Problem statement -
Print every line of the records below without changing anything.

***** Exercise materials *****

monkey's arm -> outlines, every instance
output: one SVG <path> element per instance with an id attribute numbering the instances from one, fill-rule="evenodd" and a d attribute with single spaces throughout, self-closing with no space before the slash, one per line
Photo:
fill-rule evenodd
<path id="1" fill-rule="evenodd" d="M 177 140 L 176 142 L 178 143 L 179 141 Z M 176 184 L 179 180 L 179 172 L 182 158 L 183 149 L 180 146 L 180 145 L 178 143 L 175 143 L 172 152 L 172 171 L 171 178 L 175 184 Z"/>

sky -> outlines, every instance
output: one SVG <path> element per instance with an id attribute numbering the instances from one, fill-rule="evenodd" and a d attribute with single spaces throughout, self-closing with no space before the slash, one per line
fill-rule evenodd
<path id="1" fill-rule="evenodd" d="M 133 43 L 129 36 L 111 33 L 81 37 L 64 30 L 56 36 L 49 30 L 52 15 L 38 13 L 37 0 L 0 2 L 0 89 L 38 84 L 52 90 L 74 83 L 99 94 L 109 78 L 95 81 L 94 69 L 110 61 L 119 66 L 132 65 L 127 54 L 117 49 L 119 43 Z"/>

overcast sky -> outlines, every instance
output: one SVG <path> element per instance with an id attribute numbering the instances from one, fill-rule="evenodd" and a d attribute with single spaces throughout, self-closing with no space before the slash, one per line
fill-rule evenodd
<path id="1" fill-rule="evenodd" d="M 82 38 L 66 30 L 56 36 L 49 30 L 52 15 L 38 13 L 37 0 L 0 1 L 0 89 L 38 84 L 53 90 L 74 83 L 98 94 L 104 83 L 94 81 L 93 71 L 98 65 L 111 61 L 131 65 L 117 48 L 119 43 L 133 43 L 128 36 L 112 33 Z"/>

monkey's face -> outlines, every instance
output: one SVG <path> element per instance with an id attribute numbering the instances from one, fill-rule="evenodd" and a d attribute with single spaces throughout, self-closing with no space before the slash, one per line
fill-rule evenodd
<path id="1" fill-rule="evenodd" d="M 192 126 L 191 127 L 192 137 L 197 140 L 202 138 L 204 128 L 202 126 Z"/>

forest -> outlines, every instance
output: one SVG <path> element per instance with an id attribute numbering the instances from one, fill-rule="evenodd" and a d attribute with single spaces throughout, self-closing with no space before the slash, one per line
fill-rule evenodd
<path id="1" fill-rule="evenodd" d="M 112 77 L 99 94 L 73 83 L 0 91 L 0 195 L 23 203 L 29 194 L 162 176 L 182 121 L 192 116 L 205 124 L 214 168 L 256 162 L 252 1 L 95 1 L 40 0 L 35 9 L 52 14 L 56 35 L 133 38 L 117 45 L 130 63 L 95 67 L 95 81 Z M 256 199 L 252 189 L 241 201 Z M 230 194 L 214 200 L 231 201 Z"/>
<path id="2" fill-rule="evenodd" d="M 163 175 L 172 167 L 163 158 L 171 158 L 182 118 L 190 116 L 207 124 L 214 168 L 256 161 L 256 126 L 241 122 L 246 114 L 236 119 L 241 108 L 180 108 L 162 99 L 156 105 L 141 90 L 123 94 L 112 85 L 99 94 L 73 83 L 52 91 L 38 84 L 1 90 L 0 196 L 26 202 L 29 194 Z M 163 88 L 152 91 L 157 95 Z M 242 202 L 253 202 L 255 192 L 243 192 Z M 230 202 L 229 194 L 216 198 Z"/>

*****

Solved problem -
monkey's arm -> outlines, every instance
output: one SVG <path> element per instance with an id attribute numbering the instances from one, fill-rule="evenodd" and a d attribute with single spaces throughout, self-closing with no space before the slash, one per line
Photo:
fill-rule evenodd
<path id="1" fill-rule="evenodd" d="M 177 140 L 176 142 L 178 143 L 179 141 Z M 176 184 L 179 180 L 179 172 L 182 158 L 183 149 L 180 146 L 180 145 L 178 143 L 175 143 L 172 152 L 172 171 L 171 178 L 175 184 Z"/>

sky -> outlines, every instance
output: one SVG <path> element per instance with an id attribute numbering the instances from one, fill-rule="evenodd" and a d attribute with single spaces throughout, self-closing with no space before the slash, one per line
fill-rule evenodd
<path id="1" fill-rule="evenodd" d="M 133 43 L 129 36 L 111 33 L 81 37 L 64 30 L 56 36 L 49 30 L 52 15 L 38 13 L 37 0 L 0 2 L 0 89 L 38 84 L 52 90 L 74 83 L 99 94 L 109 78 L 95 81 L 94 69 L 110 61 L 119 66 L 132 65 L 127 54 L 117 49 L 119 43 Z"/>

overcast sky -> outlines, every instance
output: one SVG <path> element per instance with an id attribute numbering the instances from one, fill-rule="evenodd" and a d attribute with single spaces throughout, self-closing with no space before the slash, one per line
fill-rule evenodd
<path id="1" fill-rule="evenodd" d="M 82 38 L 66 30 L 56 36 L 49 30 L 52 15 L 38 13 L 37 0 L 0 1 L 0 89 L 38 84 L 53 90 L 74 83 L 98 94 L 104 83 L 94 81 L 93 71 L 98 65 L 111 61 L 131 65 L 117 48 L 119 43 L 133 43 L 128 36 L 112 33 Z"/>

monkey's face -> outlines, every instance
output: one SVG <path> element per instance with an id attribute numbering the instances from one, fill-rule="evenodd" and a d attribute with single spaces throughout, self-closing with no space before the slash, one per line
fill-rule evenodd
<path id="1" fill-rule="evenodd" d="M 192 126 L 191 127 L 192 137 L 197 140 L 202 138 L 204 128 L 202 126 Z"/>

forest -> outlines, every instance
output: one SVG <path> element per instance with an id attribute numbering the instances from one, fill-rule="evenodd" and a d attribute with single spaces throughout, self-closing with no space before the slash, one per line
fill-rule evenodd
<path id="1" fill-rule="evenodd" d="M 112 77 L 99 94 L 73 83 L 0 91 L 0 195 L 23 203 L 29 194 L 162 176 L 182 121 L 192 116 L 205 124 L 214 168 L 256 162 L 252 1 L 95 1 L 40 0 L 35 9 L 52 14 L 56 35 L 133 38 L 117 45 L 130 63 L 95 67 L 95 81 Z M 256 199 L 252 189 L 241 201 Z M 230 194 L 214 200 L 231 201 Z"/>
<path id="2" fill-rule="evenodd" d="M 163 175 L 172 167 L 163 158 L 171 158 L 182 118 L 190 116 L 207 124 L 214 168 L 256 161 L 256 126 L 241 122 L 246 114 L 236 119 L 241 108 L 180 108 L 162 99 L 156 105 L 141 90 L 123 94 L 112 85 L 99 94 L 73 83 L 52 91 L 38 84 L 1 90 L 0 196 L 26 202 L 29 194 Z M 163 88 L 152 91 L 157 95 Z M 242 202 L 253 202 L 255 192 L 243 192 Z M 230 202 L 229 194 L 216 198 Z"/>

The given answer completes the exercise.